» **Written instruction**
From the Wales forum thread below, write out word for word the passage that begins at the words "Jesus! I was" and ends after "together tomorrow, maybe!".

» **Text to read**
........

# The new Wales forum: please read



## editor (Sep 3, 2004)

Welcome to the new Wales forum.

Welsh is welcomed here but all posts in Welsh must carry a correct English translation otherwise the mods will be unable to do their job.

Anyone is free to post here - _even the English (!)_ - and the Posting FAQ applies here, as with all the urban75 forums.

Enjoy!


----------



## DaveCinzano (Sep 3, 2004)

*sticks flag in ground and claims forum for bristol*

only joking 

fraternal greetings from the sw forum


----------



## ernestolynch (Sep 3, 2004)

Diolch yn fawr, bos!

_Thank you very much, boss!_

Rwy'n sycr y bydd a fforwm yma'n llwyddianus!

_I am sure that this forum will be successful_


----------



## LilMissHissyFit (Sep 3, 2004)

hurrah Ive learned something already ( bound to be quickly forgotten, I have enough trouuble with english  )


----------



## Hollis (Sep 3, 2004)

Oh la la c'est magnifique!

_Fantastic Stuff!_


----------



## Loki (Sep 3, 2004)

Iechyd da! (Cheers! or Good Health)


----------



## Kid_Eternity (Sep 3, 2004)

Wayheeee! Another new forum!!! I love this shit I swear to god!

ai


----------



## Isambard (Sep 3, 2004)

Bore Da!

I got some Welsh family connections so I might show in here now and again if the SW lot let me over the new Severn Crossing from Somerset! 
Hope everyone has as much fun in here as we have in the Bristol and South West Forum!


----------



## Maggot (Sep 4, 2004)

What's to stop someone typing something really offensive in Welsh and putting an innocent English translation underneath?


----------



## s14n (Sep 4, 2004)

ernestolynch







oh......wait......


----------



## Loki (Sep 4, 2004)

Maggot said:
			
		

> What's to stop someone typing something really offensive in Welsh and putting an innocent English translation underneath?



_Cer adra'r cont o sais hyll!_

"I think you're gorgeous"


----------



## meurig (Sep 4, 2004)

Maggot said:
			
		

> What's to stop someone typing something really offensive in Welsh and putting an innocent English translation underneath?



This is your new best friend.

_Mae hwn yn eich ffrind goraf newydd_

PS Ed that link might be a good sticky for this forum.


----------



## Yoj (Sep 4, 2004)

Loki said:
			
		

> _Cer adra'r cont o sais hyll!_
> 
> "I think you're gorgeous"



"Twll tin pob sais" is always a good one.

I suppose it means every englishmen are lovely.


----------



## Isambard (Sep 4, 2004)

Jesus! I was half way through formulating a thread on Cymraeg in the club when they went and played my request and I had to dance!    I'll try and get it back together tomorrow, maybe!   

Tell me, is Cardiff City Centre at night REALLY so rough as my brother reckons?


----------



## George & Bill (Sep 4, 2004)

drypo ytr drtwrtp bilp up iyours

'if welsh was german it would be spelt welsch'


----------



## Isambard (Sep 4, 2004)

........

» **Raw data**
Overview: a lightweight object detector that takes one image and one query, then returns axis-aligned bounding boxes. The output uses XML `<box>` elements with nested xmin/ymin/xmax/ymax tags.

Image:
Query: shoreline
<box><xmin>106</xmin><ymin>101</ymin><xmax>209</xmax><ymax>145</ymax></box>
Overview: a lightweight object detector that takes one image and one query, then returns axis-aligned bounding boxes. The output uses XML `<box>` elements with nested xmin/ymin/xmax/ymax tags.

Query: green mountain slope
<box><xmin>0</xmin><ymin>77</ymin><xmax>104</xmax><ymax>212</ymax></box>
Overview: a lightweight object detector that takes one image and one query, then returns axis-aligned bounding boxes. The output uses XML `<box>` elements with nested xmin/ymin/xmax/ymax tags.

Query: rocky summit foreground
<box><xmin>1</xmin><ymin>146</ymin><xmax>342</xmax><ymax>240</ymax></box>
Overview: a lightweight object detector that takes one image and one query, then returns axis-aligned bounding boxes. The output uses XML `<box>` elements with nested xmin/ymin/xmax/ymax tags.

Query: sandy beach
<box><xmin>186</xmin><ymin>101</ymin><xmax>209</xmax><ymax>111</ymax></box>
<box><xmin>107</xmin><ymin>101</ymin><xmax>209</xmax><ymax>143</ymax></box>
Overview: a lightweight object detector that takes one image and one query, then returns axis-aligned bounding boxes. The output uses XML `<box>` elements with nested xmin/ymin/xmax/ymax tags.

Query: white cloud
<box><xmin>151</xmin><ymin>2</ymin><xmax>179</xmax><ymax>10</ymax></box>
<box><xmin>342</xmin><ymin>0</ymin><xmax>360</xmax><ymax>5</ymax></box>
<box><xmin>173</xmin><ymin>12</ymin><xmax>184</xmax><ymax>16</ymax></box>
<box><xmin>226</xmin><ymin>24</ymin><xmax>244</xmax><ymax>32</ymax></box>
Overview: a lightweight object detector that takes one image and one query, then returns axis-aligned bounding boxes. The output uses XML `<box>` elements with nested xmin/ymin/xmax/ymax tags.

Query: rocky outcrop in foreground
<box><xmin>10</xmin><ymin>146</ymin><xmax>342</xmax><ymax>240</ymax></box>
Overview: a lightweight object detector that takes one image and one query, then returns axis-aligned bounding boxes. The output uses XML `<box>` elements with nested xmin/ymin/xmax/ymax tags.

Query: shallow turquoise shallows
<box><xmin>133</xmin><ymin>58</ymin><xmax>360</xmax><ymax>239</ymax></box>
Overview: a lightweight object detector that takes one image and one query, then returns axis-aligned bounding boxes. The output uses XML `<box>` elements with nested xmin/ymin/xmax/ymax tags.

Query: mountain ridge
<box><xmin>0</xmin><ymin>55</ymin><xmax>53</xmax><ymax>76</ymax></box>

........

» **Task result**
Jesus! I was half way through formulating a thread on Cymraeg in the club when they went and played my request and I had to dance!    I'll try and get it back together tomorrow, maybe!